#### Zu bearbeitende Aufgaben
**a.** Beantworten Sie anhand des Textauszugs zur Rechtsbeschwerde gegen das Urteil des Amtsgerichts Schwerte diese Fragen:
(i) Zu welcher Geldbuße wurde der Betroffene verurteilt?
(ii) An welchem Tag nahm die Generalstaatsanwaltschaft Hamm Stellung?
(iii) Welche Mitteilung fehlt laut Abschnitt „1)“ in der Beweiswürdigung des Urteils?
**b.** Schreiben Sie den Textauszug zur Rechtsbeschwerde gegen das Urteil des Amtsgerichts Schwerte im Anschluss an seinen letzten Satz weiter.

#### Textauszug
# # # # #

Das angefochtene Urteil wird mit den getroffenen Feststellungen aufgehoben und die Sache zur neuen Verhandlung und Entscheidung ‐ auch über die Kosten des Rechtsbeschwerdeverfahrens – an das Amtsgericht Schwerte zurückverwiesen. 

 

 

Fahrererkennbarkeit –  

Gründe: 

 

Das Amtsgericht Schwerte hat den Betroffenen im angefochtenen Urteil wegen vorsätzlichen Überschreitens der zulässigen Höchstgeschwindigkeit außerhalb geschlossener Ortschaften zu einer Geldbuße von 440 Euro verurteilt und ihm für die Dauer von einem Monat verboten, Kraftfahrzeuge jeglicher Art im öffentlichen Straßenverkehr zu führen. 

Gegen dieses Urteil wendet sich der Betroffene mit seiner Rechtsbeschwerde vom 28.08.2020, mit der er die Verletzung formellen und materiellen Rechts rügt. 

Die Generalstaatsanwaltschaft Hamm hat am 09.11.2020 Stellung genommen und beantragt, das angefochtene Urteil mit den zugrundeliegenden Feststellungen aufzuheben und die Sache im Umfang der Aufhebung zur erneuten Verhandlung und Entscheidung an das Amtsgericht Schwerte zurückzuverweisen. Der Betroffene hat hierzu erneut mit Schriftsatz vom 26.11.2020 Stellung genommen. 

Die zulässige, insbesondere fristgerecht eingelegte Rechtsbeschwerde führt zur Aufhebung und Zurückverweisung der Sache. 

 

1) 

Vorliegend ist die Beweiswürdigung des angefochtenen Urteils lückenhaft und hält rechtlicher Überprüfung nicht stand, denn es fehlt die Mitteilung, ob bzw. wie sich der Betroffene zur Sache eingelassen hat. Das Urteil erschöpft sich in der Feststellung, dass der Betroffene seine Fahrereigenschaft nicht in Abrede gestellt hat. Dies lässt aber eine Vielzahl an Deutungsmöglichkeiten zu.

# # # # #

#### Vorliegende Einträge

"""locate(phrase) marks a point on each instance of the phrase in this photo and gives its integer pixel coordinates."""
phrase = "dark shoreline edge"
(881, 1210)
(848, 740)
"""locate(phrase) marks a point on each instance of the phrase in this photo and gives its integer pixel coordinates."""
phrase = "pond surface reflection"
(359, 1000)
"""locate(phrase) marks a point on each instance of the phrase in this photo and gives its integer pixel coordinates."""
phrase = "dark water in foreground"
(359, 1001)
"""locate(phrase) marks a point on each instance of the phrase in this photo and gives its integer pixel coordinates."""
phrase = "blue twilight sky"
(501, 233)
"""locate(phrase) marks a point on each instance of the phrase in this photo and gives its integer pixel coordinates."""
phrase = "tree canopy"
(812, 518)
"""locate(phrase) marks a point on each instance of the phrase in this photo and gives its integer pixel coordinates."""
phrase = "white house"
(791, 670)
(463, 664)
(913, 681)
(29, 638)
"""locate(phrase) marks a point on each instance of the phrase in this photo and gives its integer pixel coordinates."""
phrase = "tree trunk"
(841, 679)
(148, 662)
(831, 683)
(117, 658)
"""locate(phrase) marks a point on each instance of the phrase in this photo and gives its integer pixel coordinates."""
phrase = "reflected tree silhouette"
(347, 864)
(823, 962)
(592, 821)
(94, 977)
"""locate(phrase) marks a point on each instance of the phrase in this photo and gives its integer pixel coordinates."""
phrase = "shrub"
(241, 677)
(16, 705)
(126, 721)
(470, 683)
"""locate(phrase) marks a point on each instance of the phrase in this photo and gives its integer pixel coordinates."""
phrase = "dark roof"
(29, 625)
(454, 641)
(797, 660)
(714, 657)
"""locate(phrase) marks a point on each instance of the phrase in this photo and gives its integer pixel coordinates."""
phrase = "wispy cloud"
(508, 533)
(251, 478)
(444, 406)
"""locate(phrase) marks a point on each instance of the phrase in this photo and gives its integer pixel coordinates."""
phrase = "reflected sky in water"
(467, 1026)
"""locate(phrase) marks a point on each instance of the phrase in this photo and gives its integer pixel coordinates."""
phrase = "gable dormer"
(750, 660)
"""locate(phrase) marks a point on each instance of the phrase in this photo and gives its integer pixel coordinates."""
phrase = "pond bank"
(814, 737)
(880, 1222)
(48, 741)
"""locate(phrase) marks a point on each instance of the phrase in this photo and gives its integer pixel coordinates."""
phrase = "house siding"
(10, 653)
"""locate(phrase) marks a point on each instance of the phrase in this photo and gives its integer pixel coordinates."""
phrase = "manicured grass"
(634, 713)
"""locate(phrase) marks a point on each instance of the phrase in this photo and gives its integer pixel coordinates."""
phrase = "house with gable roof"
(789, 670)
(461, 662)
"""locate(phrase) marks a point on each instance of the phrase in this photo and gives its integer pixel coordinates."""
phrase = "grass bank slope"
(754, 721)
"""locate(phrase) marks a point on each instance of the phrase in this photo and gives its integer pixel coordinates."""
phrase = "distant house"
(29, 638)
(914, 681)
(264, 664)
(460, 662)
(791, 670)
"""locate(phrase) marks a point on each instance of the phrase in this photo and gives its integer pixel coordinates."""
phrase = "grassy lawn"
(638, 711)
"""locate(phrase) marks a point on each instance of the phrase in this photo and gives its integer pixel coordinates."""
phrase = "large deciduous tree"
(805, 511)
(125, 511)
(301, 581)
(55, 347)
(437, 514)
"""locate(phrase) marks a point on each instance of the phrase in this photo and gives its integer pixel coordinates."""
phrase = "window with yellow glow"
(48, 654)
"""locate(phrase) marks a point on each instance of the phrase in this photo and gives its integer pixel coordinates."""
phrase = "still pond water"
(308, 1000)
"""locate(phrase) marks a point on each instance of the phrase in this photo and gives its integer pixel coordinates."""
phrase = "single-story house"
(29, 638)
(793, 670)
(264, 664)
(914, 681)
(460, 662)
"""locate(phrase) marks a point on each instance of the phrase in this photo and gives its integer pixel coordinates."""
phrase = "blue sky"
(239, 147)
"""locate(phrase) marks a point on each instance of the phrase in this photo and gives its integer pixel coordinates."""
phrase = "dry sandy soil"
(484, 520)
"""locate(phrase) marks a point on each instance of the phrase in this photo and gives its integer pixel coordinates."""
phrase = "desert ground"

# # # # #

#### Lösungen der Aufgaben
**a.**
(i) Zu einer Geldbuße von 440 Euro.
(ii) Am 09.11.2020.
(iii) Es fehlt die Mitteilung, ob bzw. wie sich der Betroffene zur Sache eingelassen hat.

**b.**
Zwar folgt aus § 267 StPO keine aüsdrücklich normierte Verpflichtung des Tatrichters zur Wiedergabe der Einlassung. Eine entsprechende Verpflichtung des Tatgerichts, wiederzugeben, ob und ggf. wie sich der Betroffene zum Tatvorwurf eingelassen hat, folgt aber aus der Notwendigkeit, dass das Rechtsbeschwerdegericht allein anhand der Feststellungen des angegriffenen Urteils überprüfen können muss, ob sich der Tatrichter unter Berücksichtigung der erhobenen Beweise eine tragfähige und nachvollziehbare Grundlage für seine Überzeugungsbildung verschafft hat (BGH, Beschluss vom 12.12.2019 – 5StR 444/19, OLG Hamm, Beschluss vom 04.03.2008, StV 2008, 401).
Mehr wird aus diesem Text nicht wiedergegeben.